**Extrait du document:**
────────

MATÉRIEL DE MUSIQUE



LE SYNTHÉTISEUR ANALOGIQUE ET SA FAMILLE D’INSTRUMENTS, DU PRESET AU MODULAIRE

Le synthétiseur analogique est une grande famille où chaque modèle possède de notables différences tant au point de vue de ses usages que de ses performances. Il est donc capital au moment d’acquérir le clavier convoité de choisir celui qui sera parfaitement s’adapter à ses ambitions musicales présentes et futures.


QUELQUES CRITÈRES INFLUANT LE CHOIX

Le prix : au-delà des différents modèles proposés dans le commerce, la fourchette du prix n'est qu'un indicateur, même s’il est vrai que le prix influe - logiquement - sur les possibilités techniques offertes par l'instrument.

Le souhait du client : l'instrument doit répondre au souhait du client. Inévitablement, après avoir jetté un coup d'œil sur l'étiquette, vient l’instant où il faut envisager le rôle occupé par le synthétiseur : utilisation scénique, utilisation en home-studio, sans oublier le cœur de la machine : type de synthèse, programmation, édition, polyphonie, etc. Une diversité qui rend l’achat encore plus difficile. Un véritable labyrinthe qui décourage plus qu’il encourage.

Évaluer l'instrument : lors de l’achat, il est assez difficile d’évaluer un synthétiseur analogique dans un magasin - et encore moins à travers des démos. Si le son est là pour flatter les oreilles, Il faut surtout porter son attention aux particularités de la programmation qui peuvent parfois se révéler difficiles (pour l’histoire, le passage au numérique, via le DX7 de Yamaha a été un cas d’école. De nombreux utilisateurs s’en souviennent encore !).

Ensuite, les exigences du studio sont différentes de celles de la scène. Le synthétiseur peut être considéré comme l’élément essentiel au son d’un groupe jouant sur scène ou comme un outil auxiliaire pour réaliser une orchestration en studio ou chez soi. Dans le premier cas, le synthé doit être d’un réglage facile, ce qui exige un accès immédiat aux différents timbres par l’usage de banques programmées. Par contre, en studio, les impératifs sont différents puisque le rapport au temps n’impose pas nécessairement une approche aussi immédiate du son (quoique !). C’est dans ce cadre que le mode édition est consulté, analysé, décortiqué, et qu'il entre en action pour fabriquer des sons originaux.

© Skitterphoto pixabay.com.com - La tendance actuelle est de construire des synthétiseurs polyvalent, scène et studio.

En poursuivant l’investigation par famille et usage, le critère de la polyphonie (nombre de notes pouvant être jouées simultanément) offre un “capital” souvent recherché par le claviériste, car il détermine un type de jeu pour un certain type d’orchestration et d’usage (bien qu’il existe des synthés monophoniques qui ont toujours la côte pour des emplois précis).

────────

**Entrées de l'exercice:**
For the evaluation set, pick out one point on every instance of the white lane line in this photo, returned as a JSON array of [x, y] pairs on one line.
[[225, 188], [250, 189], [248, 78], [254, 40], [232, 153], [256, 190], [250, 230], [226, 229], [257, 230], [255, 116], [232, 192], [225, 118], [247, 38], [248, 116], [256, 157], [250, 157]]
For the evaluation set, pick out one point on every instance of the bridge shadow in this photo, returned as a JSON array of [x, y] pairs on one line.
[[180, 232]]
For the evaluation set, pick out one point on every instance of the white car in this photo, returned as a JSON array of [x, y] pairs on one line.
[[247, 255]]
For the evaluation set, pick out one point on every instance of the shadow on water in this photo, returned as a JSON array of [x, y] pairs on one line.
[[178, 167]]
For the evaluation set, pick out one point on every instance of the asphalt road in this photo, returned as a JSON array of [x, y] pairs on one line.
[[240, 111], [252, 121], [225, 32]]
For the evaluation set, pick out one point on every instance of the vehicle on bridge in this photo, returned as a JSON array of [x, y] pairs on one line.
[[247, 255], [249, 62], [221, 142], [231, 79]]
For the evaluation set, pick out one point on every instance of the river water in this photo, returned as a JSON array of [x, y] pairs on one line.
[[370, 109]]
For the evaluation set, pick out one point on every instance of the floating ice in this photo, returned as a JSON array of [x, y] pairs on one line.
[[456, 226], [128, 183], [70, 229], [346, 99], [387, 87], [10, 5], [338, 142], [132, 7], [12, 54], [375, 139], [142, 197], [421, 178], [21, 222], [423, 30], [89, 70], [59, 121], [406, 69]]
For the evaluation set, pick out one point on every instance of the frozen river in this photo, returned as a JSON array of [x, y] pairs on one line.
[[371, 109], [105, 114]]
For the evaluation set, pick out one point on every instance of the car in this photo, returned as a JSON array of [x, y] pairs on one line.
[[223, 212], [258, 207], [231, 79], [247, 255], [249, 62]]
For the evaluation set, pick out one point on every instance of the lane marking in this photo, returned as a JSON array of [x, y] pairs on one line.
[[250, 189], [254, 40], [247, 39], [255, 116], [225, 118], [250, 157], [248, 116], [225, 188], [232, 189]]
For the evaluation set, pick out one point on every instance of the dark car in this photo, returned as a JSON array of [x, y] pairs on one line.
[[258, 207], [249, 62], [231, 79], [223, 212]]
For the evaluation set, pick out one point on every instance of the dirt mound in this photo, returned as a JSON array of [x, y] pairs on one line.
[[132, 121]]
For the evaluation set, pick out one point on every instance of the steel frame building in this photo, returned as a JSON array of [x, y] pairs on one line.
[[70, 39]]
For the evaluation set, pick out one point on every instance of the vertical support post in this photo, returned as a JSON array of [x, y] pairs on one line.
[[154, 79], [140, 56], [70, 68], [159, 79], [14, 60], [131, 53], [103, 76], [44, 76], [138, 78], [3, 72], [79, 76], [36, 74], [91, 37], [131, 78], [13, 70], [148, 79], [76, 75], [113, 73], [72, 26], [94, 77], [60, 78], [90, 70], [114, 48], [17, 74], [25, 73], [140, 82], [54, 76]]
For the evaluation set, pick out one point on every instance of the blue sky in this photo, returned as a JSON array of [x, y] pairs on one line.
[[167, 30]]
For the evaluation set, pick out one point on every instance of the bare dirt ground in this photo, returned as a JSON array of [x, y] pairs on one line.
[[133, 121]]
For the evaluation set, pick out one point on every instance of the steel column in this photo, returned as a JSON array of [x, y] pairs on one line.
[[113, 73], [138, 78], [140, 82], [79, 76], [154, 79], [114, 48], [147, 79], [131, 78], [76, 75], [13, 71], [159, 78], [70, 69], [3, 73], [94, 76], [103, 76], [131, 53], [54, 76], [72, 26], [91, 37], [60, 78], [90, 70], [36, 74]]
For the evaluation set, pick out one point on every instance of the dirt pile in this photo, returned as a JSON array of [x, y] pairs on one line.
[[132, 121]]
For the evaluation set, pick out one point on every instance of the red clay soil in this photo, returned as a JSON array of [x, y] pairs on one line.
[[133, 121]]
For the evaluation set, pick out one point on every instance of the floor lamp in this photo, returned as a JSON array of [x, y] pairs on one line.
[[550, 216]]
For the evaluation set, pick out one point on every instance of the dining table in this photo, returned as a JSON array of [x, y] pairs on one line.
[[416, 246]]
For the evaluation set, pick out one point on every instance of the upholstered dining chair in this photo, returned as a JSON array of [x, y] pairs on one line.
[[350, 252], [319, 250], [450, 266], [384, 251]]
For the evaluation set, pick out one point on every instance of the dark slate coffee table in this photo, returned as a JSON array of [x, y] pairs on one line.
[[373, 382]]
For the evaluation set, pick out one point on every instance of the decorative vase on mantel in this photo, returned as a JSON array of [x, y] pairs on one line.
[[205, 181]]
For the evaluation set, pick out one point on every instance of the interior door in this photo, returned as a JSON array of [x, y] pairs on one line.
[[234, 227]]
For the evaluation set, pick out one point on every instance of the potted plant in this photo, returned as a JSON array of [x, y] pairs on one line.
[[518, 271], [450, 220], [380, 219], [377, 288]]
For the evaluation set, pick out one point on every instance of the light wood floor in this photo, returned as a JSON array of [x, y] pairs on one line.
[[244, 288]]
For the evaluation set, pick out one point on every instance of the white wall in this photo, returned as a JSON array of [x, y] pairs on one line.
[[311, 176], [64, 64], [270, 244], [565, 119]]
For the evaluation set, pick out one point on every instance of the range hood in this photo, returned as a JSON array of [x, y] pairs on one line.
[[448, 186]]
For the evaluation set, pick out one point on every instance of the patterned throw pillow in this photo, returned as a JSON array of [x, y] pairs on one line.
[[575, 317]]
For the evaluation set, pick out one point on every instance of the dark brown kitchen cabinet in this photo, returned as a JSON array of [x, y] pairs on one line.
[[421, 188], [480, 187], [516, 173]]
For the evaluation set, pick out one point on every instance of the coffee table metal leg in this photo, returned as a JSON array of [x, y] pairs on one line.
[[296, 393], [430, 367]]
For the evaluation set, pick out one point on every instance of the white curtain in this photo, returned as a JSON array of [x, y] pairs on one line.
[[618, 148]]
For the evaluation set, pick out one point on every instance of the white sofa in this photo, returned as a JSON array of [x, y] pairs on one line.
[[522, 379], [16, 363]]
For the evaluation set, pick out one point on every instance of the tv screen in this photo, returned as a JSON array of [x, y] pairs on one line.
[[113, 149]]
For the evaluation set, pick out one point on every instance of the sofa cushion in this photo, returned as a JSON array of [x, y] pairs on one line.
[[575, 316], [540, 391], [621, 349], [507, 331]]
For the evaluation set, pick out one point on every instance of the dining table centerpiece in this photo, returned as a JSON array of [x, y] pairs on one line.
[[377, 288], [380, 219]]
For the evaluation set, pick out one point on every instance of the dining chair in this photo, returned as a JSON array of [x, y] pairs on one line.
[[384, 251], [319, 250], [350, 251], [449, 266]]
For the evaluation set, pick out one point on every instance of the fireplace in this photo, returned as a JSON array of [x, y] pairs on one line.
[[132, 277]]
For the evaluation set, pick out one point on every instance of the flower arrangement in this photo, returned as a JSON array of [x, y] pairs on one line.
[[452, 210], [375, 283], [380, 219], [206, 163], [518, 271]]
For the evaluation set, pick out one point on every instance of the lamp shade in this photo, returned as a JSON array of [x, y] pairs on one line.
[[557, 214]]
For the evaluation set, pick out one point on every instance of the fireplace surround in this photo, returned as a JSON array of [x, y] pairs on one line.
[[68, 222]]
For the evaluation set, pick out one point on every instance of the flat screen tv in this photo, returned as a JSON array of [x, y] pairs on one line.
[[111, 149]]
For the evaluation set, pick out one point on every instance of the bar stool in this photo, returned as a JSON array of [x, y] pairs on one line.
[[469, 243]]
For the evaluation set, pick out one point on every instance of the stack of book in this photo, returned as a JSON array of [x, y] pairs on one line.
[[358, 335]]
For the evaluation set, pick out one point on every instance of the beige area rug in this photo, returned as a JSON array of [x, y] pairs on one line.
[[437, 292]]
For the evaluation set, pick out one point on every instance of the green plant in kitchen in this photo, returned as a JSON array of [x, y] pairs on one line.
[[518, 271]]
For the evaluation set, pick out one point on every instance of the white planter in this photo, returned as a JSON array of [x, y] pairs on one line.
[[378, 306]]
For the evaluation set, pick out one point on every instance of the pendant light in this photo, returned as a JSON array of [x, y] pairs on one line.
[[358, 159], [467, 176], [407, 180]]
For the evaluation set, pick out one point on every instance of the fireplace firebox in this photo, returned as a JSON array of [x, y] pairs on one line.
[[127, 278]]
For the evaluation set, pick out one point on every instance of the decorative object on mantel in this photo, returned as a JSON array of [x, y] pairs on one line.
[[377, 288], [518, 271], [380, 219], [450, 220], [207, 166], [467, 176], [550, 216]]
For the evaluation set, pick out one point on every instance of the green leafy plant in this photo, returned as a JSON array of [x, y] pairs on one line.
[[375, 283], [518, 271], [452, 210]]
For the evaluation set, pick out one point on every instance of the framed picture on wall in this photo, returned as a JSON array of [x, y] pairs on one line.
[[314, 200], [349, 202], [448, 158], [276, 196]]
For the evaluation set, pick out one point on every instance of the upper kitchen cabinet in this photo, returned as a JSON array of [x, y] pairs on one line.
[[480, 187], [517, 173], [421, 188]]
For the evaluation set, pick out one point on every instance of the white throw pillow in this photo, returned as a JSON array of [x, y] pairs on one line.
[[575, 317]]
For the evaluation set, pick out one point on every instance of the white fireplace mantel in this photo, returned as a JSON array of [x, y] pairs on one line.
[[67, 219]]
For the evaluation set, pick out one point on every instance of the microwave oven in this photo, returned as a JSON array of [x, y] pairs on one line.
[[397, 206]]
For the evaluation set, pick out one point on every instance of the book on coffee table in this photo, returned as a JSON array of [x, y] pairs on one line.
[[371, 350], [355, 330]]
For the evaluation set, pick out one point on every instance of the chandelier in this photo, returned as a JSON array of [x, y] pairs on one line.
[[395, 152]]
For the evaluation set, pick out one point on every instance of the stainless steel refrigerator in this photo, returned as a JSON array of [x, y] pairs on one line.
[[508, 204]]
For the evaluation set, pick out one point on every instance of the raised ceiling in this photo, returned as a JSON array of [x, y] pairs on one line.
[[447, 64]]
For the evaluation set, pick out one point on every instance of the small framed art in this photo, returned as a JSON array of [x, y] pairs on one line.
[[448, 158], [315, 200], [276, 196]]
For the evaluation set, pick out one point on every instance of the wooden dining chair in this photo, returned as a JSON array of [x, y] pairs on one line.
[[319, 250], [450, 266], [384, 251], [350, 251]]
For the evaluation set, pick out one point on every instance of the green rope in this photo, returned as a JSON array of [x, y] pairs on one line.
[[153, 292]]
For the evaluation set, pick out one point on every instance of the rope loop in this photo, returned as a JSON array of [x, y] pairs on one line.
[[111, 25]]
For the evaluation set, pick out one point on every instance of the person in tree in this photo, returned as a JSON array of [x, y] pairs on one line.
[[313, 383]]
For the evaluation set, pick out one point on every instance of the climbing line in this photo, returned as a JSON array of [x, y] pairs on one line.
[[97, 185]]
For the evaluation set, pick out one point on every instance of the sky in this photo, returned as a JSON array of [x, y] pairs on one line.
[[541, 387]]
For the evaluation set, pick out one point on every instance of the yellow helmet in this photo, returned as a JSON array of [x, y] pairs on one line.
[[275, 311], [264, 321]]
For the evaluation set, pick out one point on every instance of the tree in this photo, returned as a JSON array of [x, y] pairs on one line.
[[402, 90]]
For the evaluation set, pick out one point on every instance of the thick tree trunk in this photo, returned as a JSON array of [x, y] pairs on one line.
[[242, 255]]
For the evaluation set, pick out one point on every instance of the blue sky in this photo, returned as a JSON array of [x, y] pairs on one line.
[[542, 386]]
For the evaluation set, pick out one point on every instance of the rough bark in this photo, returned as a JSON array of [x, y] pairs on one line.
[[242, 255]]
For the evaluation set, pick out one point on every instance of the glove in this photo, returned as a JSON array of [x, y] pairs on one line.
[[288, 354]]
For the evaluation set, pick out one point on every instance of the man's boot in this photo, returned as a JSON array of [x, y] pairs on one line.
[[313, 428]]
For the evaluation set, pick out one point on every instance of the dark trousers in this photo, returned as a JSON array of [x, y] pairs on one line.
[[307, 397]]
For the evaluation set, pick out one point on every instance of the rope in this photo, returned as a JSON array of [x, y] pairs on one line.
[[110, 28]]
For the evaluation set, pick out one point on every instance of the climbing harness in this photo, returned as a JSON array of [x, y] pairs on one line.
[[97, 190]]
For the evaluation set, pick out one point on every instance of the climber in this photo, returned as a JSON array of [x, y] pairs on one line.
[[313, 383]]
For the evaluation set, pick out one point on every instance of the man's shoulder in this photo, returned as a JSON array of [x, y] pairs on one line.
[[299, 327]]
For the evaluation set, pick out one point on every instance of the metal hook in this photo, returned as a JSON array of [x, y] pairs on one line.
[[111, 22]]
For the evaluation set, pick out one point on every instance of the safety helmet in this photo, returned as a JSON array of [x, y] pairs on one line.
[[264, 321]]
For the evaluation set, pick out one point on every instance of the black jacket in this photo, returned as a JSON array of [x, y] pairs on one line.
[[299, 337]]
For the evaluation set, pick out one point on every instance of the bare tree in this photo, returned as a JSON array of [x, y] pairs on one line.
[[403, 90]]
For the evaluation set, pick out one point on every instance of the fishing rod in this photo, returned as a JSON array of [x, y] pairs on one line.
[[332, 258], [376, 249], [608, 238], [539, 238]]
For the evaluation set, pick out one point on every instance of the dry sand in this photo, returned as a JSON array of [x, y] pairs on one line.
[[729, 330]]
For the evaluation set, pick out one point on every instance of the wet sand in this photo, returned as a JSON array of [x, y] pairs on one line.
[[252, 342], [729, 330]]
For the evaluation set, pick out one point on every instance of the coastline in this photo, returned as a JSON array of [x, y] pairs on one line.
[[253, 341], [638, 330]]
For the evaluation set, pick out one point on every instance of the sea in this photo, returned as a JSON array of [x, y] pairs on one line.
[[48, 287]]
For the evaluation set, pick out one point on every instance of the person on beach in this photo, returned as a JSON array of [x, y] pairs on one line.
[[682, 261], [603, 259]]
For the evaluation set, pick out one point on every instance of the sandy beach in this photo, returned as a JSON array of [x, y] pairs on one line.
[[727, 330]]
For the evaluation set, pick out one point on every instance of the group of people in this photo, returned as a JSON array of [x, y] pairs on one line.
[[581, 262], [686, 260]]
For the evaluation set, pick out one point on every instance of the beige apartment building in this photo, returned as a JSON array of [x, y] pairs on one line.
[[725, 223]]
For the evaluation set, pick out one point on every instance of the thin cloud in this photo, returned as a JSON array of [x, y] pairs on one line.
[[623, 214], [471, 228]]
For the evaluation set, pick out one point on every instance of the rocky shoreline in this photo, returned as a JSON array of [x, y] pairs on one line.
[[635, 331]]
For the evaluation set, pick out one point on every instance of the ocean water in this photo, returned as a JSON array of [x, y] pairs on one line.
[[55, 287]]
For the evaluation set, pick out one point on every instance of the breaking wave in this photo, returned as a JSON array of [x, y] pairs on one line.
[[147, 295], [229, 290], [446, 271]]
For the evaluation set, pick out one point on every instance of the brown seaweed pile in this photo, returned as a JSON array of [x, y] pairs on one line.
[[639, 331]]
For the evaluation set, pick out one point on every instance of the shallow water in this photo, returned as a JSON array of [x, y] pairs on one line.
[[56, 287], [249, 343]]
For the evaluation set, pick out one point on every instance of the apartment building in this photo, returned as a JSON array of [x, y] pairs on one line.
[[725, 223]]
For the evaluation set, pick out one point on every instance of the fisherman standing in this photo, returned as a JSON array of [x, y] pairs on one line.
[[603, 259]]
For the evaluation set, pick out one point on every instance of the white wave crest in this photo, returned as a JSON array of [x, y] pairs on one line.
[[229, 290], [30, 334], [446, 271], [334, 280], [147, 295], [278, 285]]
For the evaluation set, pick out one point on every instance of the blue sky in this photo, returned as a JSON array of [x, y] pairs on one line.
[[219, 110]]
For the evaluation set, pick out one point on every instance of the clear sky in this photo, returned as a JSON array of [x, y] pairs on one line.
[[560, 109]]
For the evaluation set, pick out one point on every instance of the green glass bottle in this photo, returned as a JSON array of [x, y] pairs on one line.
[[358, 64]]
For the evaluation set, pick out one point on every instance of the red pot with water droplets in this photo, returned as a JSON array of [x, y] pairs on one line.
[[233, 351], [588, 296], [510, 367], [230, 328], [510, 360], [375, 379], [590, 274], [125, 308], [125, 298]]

────────

**Tâches à réaliser:**
1 – Répondez à ces questions sur l'article consacré au synthétiseur analogique :
(a) Quel instrument de Yamaha l'article cite-t-il comme cas d'école du passage au numérique ?
(b) Comment l'article définit-il la polyphonie ?
(c) Pour un synthé utilisé sur scène, qu'exige un réglage facile ?
2 – Réécrivez la partie des entrées qui s'ouvre sur leur première ligne et se termine par la ligne contenant « [[370, 109]] », en remplaçant « evaluation set » par « test set » et sans rien modifier d'autre.

**Réponses de l'exercice:**
1 –
(a) Le DX7.
(b) Le nombre de notes pouvant être jouées simultanément.
(c) Un accès immédiat aux différents timbres par l'usage de banques programmées.

2 –
For the test set, pick out one point on every instance of the white lane line in this photo, returned as a JSON array of [x, y] pairs on one line.
[[225, 188], [250, 189], [248, 78], [254, 40], [232, 153], [256, 190], [250, 230], [226, 229], [257, 230], [255, 116], [232, 192], [225, 118], [247, 38], [248, 116], [256, 157], [250, 157]]
For the test set, pick out one point on every instance of the bridge shadow in this photo, returned as a JSON array of [x, y] pairs on one line.
[[180, 232]]
For the test set, pick out one point on every instance of the white car in this photo, returned as a JSON array of [x, y] pairs on one line.
[[247, 255]]
For the test set, pick out one point on every instance of the shadow on water in this photo, returned as a JSON array of [x, y] pairs on one line.
[[178, 167]]
For the test set, pick out one point on every instance of the asphalt road in this photo, returned as a JSON array of [x, y] pairs on one line.
[[240, 111], [252, 121], [225, 32]]
For the test set, pick out one point on every instance of the vehicle on bridge in this photo, returned as a JSON array of [x, y] pairs on one line.
[[247, 255], [249, 62], [221, 142], [231, 79]]
For the test set, pick out one point on every instance of the river water in this photo, returned as a JSON array of [x, y] pairs on one line.
[[370, 109]]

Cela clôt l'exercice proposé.